- Exercise -
Please restate the records below verbatim, omitting every image they hold.

● ● ● ● ● ● ●

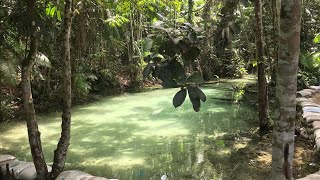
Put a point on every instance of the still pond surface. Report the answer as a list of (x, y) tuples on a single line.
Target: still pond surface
[(142, 136)]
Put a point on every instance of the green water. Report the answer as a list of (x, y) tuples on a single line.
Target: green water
[(141, 135)]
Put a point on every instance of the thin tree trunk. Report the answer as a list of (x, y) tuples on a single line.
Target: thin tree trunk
[(190, 11), (262, 82), (289, 49), (27, 64), (276, 27), (61, 152)]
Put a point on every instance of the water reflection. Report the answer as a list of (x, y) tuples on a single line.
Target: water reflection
[(142, 136)]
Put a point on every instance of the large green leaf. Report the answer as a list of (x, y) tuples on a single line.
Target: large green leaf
[(179, 98), (201, 95), (194, 97), (195, 78), (147, 70)]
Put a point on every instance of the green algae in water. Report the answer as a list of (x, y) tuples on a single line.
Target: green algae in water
[(141, 135)]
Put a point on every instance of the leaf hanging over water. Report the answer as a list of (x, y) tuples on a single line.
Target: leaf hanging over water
[(179, 98), (201, 95), (195, 78), (194, 97), (147, 70)]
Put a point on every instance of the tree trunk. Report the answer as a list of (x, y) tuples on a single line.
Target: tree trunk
[(262, 82), (287, 68), (221, 41), (27, 64), (276, 27), (61, 152), (190, 11)]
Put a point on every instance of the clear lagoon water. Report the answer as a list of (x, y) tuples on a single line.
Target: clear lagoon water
[(141, 135)]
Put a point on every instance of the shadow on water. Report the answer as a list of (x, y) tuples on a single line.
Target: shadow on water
[(142, 136)]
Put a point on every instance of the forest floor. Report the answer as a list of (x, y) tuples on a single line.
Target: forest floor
[(251, 156)]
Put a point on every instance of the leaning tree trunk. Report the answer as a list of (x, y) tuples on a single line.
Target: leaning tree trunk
[(289, 49), (61, 152), (262, 82), (190, 11), (27, 64)]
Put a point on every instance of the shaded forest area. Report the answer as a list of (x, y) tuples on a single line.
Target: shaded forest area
[(53, 52), (112, 42)]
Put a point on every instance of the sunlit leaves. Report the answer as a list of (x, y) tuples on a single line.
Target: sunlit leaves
[(116, 20), (43, 60), (52, 11)]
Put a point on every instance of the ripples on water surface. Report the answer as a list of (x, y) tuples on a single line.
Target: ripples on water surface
[(141, 135)]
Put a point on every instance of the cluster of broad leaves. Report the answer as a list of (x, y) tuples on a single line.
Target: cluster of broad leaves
[(171, 72)]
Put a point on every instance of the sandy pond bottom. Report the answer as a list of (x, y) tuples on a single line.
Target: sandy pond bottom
[(142, 136)]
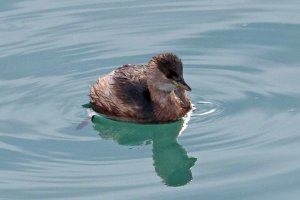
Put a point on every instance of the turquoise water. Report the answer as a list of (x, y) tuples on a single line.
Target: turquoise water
[(241, 59)]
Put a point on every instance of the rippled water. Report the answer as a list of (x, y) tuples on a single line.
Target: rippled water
[(241, 58)]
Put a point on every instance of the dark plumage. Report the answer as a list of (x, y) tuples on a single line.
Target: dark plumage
[(143, 93)]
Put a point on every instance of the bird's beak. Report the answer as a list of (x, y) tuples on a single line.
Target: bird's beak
[(182, 84)]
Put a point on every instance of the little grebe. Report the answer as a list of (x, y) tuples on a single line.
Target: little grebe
[(151, 93)]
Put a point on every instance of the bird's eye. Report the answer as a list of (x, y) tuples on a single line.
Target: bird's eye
[(173, 75)]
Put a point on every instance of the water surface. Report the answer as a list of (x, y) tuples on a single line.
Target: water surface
[(241, 59)]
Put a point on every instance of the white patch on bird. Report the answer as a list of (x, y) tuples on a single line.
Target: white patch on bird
[(168, 87)]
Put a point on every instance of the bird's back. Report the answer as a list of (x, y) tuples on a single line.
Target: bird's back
[(123, 94)]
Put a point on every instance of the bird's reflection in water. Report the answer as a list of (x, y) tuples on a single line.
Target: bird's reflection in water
[(171, 161)]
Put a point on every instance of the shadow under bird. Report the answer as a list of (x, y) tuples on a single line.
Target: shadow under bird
[(150, 93)]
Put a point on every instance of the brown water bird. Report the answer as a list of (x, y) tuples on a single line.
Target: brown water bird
[(150, 93)]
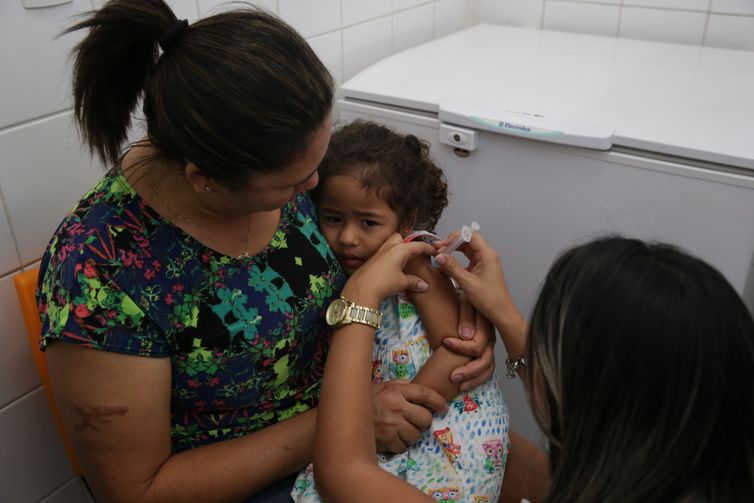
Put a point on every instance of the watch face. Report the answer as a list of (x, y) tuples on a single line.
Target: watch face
[(336, 312)]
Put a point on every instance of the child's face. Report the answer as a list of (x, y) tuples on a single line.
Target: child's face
[(354, 221)]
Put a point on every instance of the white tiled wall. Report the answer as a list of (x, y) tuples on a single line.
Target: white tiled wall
[(717, 23), (43, 171)]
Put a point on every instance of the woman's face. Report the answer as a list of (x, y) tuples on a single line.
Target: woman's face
[(270, 191)]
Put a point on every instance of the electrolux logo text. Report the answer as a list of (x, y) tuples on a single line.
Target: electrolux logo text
[(518, 127)]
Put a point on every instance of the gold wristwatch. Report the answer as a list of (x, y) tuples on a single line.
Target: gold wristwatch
[(343, 311)]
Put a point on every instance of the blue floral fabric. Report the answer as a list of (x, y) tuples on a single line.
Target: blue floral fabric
[(246, 337)]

● ● ● ● ● ● ●

- Task output -
Put a point on every instance of the still pond surface. Report the answer as a list of (x, y) tuples on a single line.
Target: still pond surface
[(142, 136)]
Put a point on every instance of the green water. Report the answer as a list of (x, y) tuples on a single line.
Target: green water
[(141, 135)]
Put a point on every instance of the thin tree trunk. Report the answer as a list of (x, y) tuples on a single line.
Target: thin tree trunk
[(190, 11), (262, 82), (289, 49), (27, 64), (276, 27), (61, 152)]
Put a point on every instance of the water reflection. Report the answer as a list of (x, y) tuples on a single line.
Target: water reflection
[(142, 136)]
Put a point on every instance of the large green leaf. Report the answer as a list of (x, y) tuples on a single line.
Target: large green leaf
[(179, 98), (201, 95), (194, 97), (195, 78), (147, 70)]
Put a point on every instance of the green algae in water. Report the answer as a list of (x, y) tuples on a single line.
Target: green algae in water
[(141, 135)]
Put a point on every instance of the leaf hanging over water. Report the answer as a list of (x, y) tuples on a single line.
Target: leaf hanging over water
[(179, 98), (201, 95), (195, 78), (194, 97), (147, 70)]
Put a point on every instance of the tree trunk. Report the answer as a list of (x, y) tuples on a single line.
Target: tree trunk
[(262, 82), (287, 68), (221, 41), (27, 64), (276, 27), (61, 152), (190, 11)]
Put a point on every instance of the clear lagoon water. Report the answer as a list of (x, y) tuples on a single line.
Target: clear lagoon water
[(141, 135)]
Put a point on every instance of the shadow on water. Report the answer as a list of (x, y) tuples on a single line.
Target: shadow on water
[(142, 136)]
Put a point on every instance of the forest floor. Report the answer as a list of (x, y) tuples on a single line.
Target: forest floor
[(251, 156)]
Put a point on every instance of the leaning tree trunk. Report the answer as a list of (x, y) tuples on a single line.
Target: leaning tree trunk
[(289, 49), (61, 152), (262, 82), (190, 11), (27, 64)]
Put a point on every instance of the shaded forest area. Report the answer as a list of (x, y) tuples on a single line.
Target: shaded forest area
[(53, 52), (112, 42)]
Put a point on every instance of the sunlit leaves. Report the answer as a list of (x, y) tuples on a single line.
Target: sunlit leaves
[(116, 20), (43, 60), (52, 11)]
Put a point on every instance of the ripples on water surface. Report the answer as a list of (x, y) tuples on a single line.
Target: ripples on water surface
[(141, 135)]
Put a point on every instance of the cluster of broad leaves. Report the answer as a list of (x, y) tuples on a single line.
Target: cluster of broad leaves
[(171, 72)]
Put a point on every instance of the sandy pond bottom. Report the answer as a list of (x, y) tuples on a single line.
Target: sandy pond bottom
[(142, 136)]
Put a point on every instance of the turquoise water. Report the answer as a list of (x, y) tuples on a single line.
Target: turquoise water
[(241, 59)]
Put a point on every instance of the rippled water. Report the answer as a list of (x, y) tuples on a single line.
Target: rippled water
[(241, 58)]
Put a point on every instance of the dark plumage. Report the answer as a list of (x, y) tuples on a single line.
Target: dark plumage
[(143, 93)]
Put a point on every instance of the bird's beak. Report the answer as a list of (x, y) tuples on a single line.
Target: bird's beak
[(182, 84)]
Put a point on every instance of the little grebe. Report the answer as a list of (x, y) tuples on a single line.
Target: little grebe
[(151, 93)]
Put a point on every instance of the bird's eye. Report the answer as a list of (x, y) tuples on a single line.
Target: bird's eye
[(173, 75)]
Put a point on every instance of the water surface. Report the answer as a list of (x, y) tuples on a single line.
Target: water surface
[(241, 59)]
Put a point on every instance of the white patch on bird. Report the answer as a list of (x, y) tuples on a single line.
Target: white patch on bird
[(168, 87)]
Put a point on every instance of the bird's back. Report the answer as a list of (x, y) tuples on a single line.
Target: bird's back
[(123, 94)]
Put a point on every instance of the bird's reflection in water. Report the answer as a list of (x, y) tuples on a single line.
Target: bird's reflection in water
[(171, 161)]
Put a point on every instance of the shadow under bird. Report the answer as a list of (x, y) tuples on a single line.
Target: shadow under bird
[(150, 93)]
Put a point on every instance of the brown water bird. Report the answer as a list of (x, y) tuples on a single line.
Target: brown water bird
[(150, 93)]
Put a point on every instance of the watch face. Report the answer as a list of (x, y) tuples on a single line.
Target: watch face
[(336, 312)]
Put a point on every instance of the child's face. Report the answer as a list of (x, y) tuples on a single line.
Target: child's face
[(354, 221)]
Put a point on every instance of the white tiled wall. Report the answer as a list of (x, y) tuples on a single line.
Target: white tiled wall
[(717, 23), (43, 171)]
Put a point on every instance of the woman's face. Report the answer as a list of (x, y) tuples on a single line.
Target: woman's face
[(270, 191)]
Put a point on every instance of the electrolux logo text. Report the answer as a list of (x, y) tuples on a single line.
Target: electrolux logo text
[(518, 127)]
Put a point on every instance of the gold wristwatch. Report the answer as a list of (x, y) tuples on a single line.
Target: gold wristwatch
[(343, 311)]
Put a point on every instance of the blue floral fabric. Report the answer as a list of (x, y) tuples on a single line.
Target: blue floral fabric
[(246, 337)]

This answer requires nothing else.